=== Entries shown ===

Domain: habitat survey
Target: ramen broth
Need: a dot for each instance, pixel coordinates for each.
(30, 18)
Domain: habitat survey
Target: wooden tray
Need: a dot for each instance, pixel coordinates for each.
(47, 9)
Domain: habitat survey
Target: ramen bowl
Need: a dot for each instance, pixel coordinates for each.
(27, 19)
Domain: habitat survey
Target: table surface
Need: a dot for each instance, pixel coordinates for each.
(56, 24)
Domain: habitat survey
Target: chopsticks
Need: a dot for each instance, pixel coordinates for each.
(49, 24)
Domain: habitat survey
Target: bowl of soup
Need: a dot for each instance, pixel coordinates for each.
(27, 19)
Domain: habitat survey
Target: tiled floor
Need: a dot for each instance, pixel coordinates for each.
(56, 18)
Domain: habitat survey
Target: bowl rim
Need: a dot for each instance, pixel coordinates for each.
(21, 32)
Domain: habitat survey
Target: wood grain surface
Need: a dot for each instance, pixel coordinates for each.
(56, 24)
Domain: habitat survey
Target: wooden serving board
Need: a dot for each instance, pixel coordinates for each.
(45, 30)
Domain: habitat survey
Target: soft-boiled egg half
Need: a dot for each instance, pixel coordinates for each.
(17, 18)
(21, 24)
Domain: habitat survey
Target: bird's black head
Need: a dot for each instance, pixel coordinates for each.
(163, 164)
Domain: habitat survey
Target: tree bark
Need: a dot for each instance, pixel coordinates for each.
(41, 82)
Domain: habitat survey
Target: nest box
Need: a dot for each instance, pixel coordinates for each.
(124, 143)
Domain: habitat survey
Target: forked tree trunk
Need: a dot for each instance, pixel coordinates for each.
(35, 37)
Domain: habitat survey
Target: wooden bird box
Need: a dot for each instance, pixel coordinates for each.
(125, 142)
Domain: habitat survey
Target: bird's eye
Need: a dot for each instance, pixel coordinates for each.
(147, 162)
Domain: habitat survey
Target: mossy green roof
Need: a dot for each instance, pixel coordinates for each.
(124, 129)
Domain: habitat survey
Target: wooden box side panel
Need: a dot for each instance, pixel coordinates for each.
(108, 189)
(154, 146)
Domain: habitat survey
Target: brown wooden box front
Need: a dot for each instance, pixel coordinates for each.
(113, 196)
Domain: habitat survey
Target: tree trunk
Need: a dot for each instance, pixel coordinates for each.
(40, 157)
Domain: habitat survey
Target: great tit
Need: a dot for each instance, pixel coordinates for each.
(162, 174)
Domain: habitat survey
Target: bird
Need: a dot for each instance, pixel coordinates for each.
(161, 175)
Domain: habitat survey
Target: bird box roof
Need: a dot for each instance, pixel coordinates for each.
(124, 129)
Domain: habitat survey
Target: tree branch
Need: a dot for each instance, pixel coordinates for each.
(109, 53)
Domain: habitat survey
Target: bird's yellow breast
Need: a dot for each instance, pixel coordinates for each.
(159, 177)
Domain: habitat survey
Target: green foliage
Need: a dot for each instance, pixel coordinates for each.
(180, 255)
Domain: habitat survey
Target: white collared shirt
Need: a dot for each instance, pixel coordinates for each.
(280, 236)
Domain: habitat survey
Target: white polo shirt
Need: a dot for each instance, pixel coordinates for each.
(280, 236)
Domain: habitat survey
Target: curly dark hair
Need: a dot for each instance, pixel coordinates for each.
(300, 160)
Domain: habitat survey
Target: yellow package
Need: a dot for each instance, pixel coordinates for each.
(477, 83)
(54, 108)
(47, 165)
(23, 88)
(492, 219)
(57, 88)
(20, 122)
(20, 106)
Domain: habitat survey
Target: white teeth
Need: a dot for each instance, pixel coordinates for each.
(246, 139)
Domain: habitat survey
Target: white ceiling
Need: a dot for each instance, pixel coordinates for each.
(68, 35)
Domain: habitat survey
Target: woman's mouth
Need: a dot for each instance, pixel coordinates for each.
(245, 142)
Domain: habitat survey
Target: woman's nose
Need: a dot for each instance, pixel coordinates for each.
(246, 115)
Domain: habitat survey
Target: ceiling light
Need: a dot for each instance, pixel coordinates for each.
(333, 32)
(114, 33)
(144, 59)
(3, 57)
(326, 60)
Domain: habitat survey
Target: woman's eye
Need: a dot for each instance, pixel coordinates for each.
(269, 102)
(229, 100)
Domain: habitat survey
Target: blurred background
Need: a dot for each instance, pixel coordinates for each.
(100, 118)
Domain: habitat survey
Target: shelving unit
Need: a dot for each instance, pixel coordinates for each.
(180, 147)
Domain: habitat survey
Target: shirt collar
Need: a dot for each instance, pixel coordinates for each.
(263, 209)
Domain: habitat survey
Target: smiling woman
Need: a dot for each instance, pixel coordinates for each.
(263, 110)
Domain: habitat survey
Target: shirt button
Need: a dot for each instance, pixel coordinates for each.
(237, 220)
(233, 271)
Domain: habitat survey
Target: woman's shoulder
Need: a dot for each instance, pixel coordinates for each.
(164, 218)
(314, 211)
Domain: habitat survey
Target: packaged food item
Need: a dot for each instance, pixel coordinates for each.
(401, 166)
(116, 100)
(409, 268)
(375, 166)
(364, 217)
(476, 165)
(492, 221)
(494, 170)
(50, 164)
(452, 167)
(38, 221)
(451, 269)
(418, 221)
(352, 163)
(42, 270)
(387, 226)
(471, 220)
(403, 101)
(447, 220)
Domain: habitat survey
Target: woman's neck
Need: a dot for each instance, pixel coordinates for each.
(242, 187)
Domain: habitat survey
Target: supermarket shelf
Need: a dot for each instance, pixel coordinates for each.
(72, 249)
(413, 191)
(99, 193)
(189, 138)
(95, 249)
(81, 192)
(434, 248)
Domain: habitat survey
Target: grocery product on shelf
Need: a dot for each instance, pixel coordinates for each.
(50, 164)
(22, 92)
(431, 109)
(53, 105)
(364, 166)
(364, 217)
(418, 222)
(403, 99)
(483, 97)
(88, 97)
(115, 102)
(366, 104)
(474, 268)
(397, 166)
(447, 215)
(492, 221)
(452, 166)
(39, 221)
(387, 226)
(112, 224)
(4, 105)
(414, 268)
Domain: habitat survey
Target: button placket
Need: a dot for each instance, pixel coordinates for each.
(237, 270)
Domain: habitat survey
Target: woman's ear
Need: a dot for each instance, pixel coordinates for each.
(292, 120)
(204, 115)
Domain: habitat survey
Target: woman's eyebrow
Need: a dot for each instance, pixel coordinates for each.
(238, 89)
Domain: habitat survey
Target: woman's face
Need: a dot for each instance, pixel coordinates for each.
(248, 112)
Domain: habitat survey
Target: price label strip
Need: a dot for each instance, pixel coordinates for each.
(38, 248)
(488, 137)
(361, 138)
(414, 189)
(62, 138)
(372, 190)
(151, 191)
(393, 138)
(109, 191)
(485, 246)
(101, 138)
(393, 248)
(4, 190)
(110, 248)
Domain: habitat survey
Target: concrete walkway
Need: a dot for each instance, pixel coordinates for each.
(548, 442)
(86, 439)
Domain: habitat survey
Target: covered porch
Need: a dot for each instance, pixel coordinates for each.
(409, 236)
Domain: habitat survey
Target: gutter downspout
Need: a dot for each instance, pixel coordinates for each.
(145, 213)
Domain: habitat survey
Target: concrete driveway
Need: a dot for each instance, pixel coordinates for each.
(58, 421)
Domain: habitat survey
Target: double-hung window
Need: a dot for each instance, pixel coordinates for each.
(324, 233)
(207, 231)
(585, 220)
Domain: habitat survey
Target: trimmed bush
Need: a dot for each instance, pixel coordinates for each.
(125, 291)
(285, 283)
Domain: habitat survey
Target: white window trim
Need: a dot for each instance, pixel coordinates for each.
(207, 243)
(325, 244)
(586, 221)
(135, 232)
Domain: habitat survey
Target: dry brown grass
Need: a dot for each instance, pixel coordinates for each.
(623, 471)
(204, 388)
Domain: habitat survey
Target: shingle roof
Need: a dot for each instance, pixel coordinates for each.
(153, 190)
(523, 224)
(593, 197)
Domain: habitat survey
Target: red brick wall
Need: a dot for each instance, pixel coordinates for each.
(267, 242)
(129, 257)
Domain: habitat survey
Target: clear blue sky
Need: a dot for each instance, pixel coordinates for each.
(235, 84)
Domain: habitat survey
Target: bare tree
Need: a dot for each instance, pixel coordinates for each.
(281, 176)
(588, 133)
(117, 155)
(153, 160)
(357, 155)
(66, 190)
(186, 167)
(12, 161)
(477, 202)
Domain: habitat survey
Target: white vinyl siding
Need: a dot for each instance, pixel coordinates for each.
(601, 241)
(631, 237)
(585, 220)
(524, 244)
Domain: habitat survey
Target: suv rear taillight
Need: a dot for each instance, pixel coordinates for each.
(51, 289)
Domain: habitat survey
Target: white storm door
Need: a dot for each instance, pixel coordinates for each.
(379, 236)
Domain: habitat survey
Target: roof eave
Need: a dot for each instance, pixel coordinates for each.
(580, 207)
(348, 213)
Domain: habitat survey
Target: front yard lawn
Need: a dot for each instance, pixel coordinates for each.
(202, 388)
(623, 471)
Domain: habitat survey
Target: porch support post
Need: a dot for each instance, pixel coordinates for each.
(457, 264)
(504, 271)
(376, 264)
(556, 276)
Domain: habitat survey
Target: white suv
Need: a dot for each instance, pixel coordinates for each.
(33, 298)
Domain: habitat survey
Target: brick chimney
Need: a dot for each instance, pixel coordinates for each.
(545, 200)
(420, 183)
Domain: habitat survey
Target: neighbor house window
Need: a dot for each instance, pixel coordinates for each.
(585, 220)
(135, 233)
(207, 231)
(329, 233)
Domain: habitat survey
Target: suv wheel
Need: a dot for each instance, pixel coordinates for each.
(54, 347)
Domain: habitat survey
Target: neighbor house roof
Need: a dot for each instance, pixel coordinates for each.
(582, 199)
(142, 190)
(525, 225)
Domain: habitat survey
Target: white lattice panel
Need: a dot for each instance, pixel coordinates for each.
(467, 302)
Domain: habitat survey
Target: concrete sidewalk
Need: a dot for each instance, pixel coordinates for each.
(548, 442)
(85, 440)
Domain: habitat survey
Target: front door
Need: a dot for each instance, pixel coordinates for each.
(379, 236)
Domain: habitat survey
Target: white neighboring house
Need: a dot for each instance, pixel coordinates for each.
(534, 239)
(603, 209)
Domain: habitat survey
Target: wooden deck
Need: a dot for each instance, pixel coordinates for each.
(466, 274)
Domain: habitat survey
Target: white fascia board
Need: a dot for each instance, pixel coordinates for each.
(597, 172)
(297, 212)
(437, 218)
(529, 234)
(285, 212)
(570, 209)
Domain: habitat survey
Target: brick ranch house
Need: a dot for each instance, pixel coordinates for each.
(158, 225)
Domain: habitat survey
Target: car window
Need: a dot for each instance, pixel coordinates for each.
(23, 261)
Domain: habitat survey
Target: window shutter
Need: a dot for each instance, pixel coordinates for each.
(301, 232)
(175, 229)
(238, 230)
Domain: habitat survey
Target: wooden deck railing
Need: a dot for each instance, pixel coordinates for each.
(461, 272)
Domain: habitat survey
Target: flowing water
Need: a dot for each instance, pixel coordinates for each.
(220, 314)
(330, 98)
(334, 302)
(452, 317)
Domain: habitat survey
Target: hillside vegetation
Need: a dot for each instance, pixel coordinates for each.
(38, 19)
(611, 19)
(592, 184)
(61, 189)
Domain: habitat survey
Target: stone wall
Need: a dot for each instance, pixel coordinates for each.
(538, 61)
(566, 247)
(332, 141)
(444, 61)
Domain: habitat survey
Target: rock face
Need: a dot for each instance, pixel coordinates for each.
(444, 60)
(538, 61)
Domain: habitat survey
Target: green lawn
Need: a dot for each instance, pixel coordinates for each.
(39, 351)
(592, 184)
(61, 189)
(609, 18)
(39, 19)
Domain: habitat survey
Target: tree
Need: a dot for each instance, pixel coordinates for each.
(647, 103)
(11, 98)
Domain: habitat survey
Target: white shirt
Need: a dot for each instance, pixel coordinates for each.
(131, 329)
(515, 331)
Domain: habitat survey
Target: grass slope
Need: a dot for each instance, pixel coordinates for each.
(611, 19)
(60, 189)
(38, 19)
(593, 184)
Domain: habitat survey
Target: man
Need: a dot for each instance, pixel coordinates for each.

===

• **Directive**: Please tally the lines of the listing above that contain the string "grass", and give only the number.

• **Complete answer**: 2